Entries supplied:
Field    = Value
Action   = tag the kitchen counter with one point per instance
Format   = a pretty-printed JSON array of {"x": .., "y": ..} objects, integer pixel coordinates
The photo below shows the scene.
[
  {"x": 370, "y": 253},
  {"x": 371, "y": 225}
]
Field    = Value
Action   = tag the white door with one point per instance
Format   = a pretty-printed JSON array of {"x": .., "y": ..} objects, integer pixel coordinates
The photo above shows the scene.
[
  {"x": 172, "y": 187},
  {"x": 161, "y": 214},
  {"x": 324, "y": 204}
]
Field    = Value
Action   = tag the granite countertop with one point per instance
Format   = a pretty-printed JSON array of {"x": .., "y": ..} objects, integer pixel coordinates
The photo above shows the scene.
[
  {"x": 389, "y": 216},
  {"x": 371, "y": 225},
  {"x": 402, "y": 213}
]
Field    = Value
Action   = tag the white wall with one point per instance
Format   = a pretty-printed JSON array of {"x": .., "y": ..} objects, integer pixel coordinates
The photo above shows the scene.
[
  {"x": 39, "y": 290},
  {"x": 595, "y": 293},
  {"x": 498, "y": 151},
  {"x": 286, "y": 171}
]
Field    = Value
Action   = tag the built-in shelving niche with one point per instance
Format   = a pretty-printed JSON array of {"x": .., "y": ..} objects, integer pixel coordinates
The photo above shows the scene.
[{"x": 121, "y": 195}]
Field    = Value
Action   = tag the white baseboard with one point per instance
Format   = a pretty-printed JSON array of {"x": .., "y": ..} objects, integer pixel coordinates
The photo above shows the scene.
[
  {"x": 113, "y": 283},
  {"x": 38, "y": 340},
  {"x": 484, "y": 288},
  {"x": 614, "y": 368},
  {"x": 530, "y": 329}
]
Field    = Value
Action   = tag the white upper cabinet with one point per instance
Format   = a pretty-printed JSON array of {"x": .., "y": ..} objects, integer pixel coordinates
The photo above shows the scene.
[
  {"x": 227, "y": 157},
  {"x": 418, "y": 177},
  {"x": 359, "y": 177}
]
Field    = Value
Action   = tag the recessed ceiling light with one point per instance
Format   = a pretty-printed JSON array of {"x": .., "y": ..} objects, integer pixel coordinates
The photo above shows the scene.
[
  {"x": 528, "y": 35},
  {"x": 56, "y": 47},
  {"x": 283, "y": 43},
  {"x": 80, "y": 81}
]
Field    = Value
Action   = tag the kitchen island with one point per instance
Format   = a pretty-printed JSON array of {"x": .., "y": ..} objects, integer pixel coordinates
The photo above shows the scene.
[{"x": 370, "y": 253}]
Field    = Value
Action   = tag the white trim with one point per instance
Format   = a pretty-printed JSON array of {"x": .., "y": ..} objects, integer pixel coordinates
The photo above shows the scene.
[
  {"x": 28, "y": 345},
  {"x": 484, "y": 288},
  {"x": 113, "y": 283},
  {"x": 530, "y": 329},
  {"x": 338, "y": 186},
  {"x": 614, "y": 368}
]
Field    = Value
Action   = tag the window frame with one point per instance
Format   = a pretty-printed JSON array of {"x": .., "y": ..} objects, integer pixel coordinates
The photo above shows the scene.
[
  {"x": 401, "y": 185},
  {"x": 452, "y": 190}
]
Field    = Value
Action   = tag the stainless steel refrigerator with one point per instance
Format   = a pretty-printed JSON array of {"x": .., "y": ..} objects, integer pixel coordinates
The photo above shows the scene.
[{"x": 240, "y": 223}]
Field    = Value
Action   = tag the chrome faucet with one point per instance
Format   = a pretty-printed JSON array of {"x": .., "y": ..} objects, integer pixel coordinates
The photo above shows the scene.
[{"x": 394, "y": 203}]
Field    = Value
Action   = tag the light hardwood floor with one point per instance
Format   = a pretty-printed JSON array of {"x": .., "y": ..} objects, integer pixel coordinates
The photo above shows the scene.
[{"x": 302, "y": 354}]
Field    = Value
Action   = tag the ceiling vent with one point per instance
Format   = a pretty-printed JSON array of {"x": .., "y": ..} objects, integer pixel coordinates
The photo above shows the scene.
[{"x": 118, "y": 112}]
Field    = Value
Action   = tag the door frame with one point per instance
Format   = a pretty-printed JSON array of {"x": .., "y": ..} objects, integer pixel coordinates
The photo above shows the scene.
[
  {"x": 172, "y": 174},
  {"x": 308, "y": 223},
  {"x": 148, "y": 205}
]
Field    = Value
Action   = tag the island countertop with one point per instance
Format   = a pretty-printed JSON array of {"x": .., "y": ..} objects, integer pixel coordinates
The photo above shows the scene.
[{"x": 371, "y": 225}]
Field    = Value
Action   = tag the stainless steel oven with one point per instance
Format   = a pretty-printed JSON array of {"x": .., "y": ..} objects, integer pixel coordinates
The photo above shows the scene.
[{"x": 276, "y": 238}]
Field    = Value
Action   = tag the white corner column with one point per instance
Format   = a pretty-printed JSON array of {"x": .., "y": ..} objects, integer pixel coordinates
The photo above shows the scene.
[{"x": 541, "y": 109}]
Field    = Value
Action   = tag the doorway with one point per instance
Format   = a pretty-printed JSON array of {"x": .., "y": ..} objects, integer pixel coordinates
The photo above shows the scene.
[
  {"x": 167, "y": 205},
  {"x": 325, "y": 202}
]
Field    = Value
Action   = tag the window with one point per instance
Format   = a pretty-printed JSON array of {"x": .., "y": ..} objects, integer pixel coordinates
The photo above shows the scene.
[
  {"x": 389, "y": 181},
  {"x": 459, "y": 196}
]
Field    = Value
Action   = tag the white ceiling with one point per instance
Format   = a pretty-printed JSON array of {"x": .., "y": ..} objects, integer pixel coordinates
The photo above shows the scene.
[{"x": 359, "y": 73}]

* * *

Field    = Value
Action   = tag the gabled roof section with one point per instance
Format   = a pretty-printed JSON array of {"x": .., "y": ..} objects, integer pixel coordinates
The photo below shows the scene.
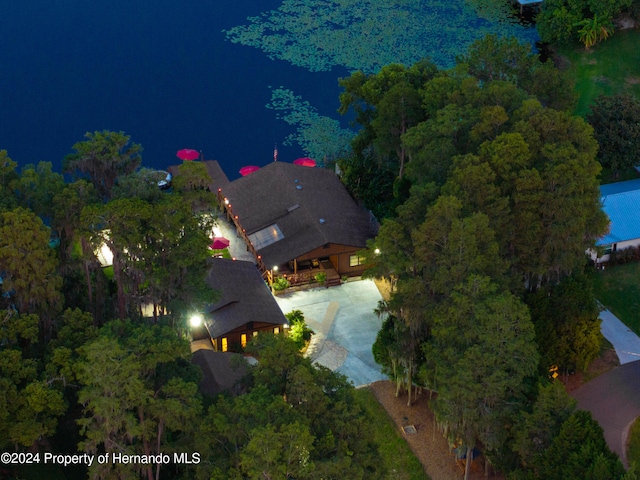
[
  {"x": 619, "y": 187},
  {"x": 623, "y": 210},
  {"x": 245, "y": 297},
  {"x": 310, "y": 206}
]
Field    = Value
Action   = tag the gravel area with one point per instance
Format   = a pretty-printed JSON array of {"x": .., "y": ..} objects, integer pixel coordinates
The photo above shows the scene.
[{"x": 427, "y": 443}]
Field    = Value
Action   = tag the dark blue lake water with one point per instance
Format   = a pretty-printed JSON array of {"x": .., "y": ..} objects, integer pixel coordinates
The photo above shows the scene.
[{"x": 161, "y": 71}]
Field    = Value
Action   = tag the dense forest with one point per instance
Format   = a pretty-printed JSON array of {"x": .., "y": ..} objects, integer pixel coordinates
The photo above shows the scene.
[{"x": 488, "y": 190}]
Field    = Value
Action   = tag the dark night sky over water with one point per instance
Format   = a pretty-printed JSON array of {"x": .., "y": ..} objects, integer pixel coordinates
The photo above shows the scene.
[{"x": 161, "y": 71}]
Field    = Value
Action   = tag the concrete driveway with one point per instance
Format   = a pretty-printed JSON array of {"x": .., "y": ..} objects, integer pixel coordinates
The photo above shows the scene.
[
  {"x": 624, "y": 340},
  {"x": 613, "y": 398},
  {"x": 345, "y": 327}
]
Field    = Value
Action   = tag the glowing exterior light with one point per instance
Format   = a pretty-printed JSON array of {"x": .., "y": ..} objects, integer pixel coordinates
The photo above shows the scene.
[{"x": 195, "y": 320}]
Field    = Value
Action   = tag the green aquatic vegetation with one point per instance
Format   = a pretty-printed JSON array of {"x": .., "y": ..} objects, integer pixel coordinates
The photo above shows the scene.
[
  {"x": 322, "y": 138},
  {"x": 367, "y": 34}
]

Short problem:
List each line from the records above that contains the word "kitchen", copying every such line in full.

Task output:
Action   = tag the kitchen counter with one point per instance
Action   = tag the kitchen island with one point per instance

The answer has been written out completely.